--- Begin DATA RECORDS ---

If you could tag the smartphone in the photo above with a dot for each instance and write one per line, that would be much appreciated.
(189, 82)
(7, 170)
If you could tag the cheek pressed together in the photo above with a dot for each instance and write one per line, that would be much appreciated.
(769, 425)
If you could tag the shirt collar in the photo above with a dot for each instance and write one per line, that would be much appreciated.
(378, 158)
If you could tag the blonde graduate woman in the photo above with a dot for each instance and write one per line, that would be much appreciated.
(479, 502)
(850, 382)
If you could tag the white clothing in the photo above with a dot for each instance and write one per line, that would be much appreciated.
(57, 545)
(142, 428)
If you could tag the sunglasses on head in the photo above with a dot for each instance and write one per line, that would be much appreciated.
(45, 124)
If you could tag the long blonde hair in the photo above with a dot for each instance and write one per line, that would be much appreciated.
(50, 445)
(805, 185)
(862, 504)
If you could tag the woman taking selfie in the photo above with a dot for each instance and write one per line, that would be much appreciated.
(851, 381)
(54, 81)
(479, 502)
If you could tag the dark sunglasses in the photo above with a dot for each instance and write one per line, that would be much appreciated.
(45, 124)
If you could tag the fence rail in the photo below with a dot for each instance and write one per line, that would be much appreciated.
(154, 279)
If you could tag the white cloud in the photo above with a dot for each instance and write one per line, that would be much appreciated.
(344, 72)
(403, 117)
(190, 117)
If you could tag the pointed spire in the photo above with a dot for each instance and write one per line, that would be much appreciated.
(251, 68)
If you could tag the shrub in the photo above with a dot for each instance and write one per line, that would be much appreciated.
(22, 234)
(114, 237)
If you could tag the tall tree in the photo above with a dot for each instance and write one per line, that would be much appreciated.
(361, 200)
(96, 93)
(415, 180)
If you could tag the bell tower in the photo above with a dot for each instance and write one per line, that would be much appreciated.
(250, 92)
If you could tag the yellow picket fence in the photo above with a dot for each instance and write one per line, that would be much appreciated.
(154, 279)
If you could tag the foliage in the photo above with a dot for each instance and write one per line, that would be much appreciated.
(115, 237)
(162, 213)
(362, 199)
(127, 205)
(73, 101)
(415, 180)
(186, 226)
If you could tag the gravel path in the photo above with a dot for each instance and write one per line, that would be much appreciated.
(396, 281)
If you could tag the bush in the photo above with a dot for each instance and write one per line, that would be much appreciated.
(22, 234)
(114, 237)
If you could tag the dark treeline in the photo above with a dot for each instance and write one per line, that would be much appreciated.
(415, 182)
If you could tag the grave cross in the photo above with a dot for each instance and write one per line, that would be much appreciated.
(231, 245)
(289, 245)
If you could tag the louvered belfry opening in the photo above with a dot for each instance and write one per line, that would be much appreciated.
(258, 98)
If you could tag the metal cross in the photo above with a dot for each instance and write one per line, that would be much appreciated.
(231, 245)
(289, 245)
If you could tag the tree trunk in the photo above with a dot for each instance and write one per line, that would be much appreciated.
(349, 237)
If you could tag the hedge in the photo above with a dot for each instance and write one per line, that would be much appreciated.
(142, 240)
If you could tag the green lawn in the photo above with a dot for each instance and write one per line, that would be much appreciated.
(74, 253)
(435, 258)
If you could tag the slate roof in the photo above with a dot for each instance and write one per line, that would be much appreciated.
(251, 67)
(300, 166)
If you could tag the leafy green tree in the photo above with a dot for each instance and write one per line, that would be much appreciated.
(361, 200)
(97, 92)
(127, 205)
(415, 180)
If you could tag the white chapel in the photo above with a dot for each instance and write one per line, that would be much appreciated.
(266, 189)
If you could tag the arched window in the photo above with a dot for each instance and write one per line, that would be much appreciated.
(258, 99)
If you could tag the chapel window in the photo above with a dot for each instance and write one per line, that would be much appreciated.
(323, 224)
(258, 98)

--- End DATA RECORDS ---

WRITTEN INSTRUCTION =>
Reproduce all of the data above word for word, keeping every line in its original order and wording.

SOLUTION =>
If you could tag the smartphone in the photo above with a dot for each instance and write one per line, that would be much appreciated.
(189, 82)
(7, 170)
If you could tag the cheek pressed together in the photo above with a dot for each instance and write one per line, that would be much appreciated.
(769, 425)
If you could tag the shirt collar in the photo above with a dot for each instance and write one per line, that would be much appreciated.
(378, 158)
If you could tag the blonde graduate woman in the photo above with a dot for each instance and write one per line, that would be much appreciated.
(479, 502)
(850, 382)
If you could tag the white clothing in the photo above with a dot for each instance and write one per line, that would be much appreciated.
(57, 545)
(142, 428)
If you could tag the sunglasses on head in the photo above with a dot for each instance and write one per line, that would be much appreciated.
(45, 124)
If you could tag the long blonde hair in the photo above with a dot for each instance and write one per line, that would be much appreciated.
(50, 445)
(805, 185)
(862, 504)
If you could tag the woman taking selfie in the photo above with a dot for each instance and write one per line, that would be much appreciated.
(851, 381)
(54, 81)
(479, 502)
If you could tag the dark sunglasses in the photo above with a dot for each instance and write one per line, that would be much appreciated.
(45, 124)
If you could tag the fence rail in the photo below with a dot for each instance and write one per line, that would be much appreciated.
(154, 279)
If you could tag the white cloud in the photo above with a dot for each instance and write one per line, that would be much appreciated.
(344, 72)
(403, 117)
(190, 117)
If you could tag the pointed spire in the photo above with a dot for each instance and write one per line, that would be much appreciated.
(251, 68)
If you could tag the shrub in the photo above with a dot for each instance and write one per line, that would be much appreciated.
(22, 234)
(114, 237)
If you could tag the tall tree in the photo above with a dot for each instance and write one per line, that would be much appreciated.
(361, 200)
(96, 93)
(415, 180)
If you could tag the bell tower in the photo above with a dot for each instance and write one per line, that would be much appreciated.
(250, 92)
If you could tag the yellow picket fence in the photo above with a dot for each instance and write one per line, that would be much appreciated.
(154, 279)
If you could tag the foliage in the photo above with a dot for each instance and write one per line, that would be much appreciated.
(115, 237)
(162, 213)
(362, 199)
(127, 205)
(73, 101)
(415, 180)
(186, 226)
If you could tag the gravel path in the photo above with a dot for each instance and write one per line, that would be much appreciated.
(396, 281)
If you could tag the bush in the photo above with a dot for each instance and write one per line, that would be much appreciated.
(22, 234)
(114, 237)
If you could tag the dark treeline in the photo above with a dot for each instance and write one per line, that would be much appreciated.
(415, 182)
If you could tag the grave cross in the photo above with a dot for each instance and write one per line, that would be much appreciated.
(231, 245)
(289, 245)
If you could tag the louvered belfry opening in the photo above with a dot for each instance and write one per line, that would be much appreciated.
(258, 98)
If you could tag the metal cross in the photo above with a dot for each instance and write one per line, that would be much appreciated.
(231, 245)
(289, 245)
If you could tag the tree trunk in the photo above with a dot for each instance and write one per line, that would be much appreciated.
(349, 237)
If you could tag the hedge in the photo above with a dot for each instance and write one per line, that would be much appreciated.
(142, 240)
If you could tag the green lawn in the photo above with a dot for each instance and write one per line, that would be much appreciated.
(74, 253)
(435, 258)
If you could tag the slate roof in the photo above with a dot for each instance and write one per line, that would be much appreciated.
(251, 67)
(300, 166)
If you could tag the leafy green tree in the photo above with a dot for each instance and write one per line, that would be much appreciated.
(361, 200)
(97, 92)
(127, 205)
(415, 180)
If you could tag the white chapel in the photo above with a dot for each instance and write one per line, that would be much appreciated.
(266, 189)
If you could tag the arched window in the photo above with a dot for each instance and write one per line, that would be much appreciated.
(258, 99)
If you could tag the chapel window in the photo above with a dot for each instance and write one per line, that would be much appreciated.
(323, 224)
(258, 98)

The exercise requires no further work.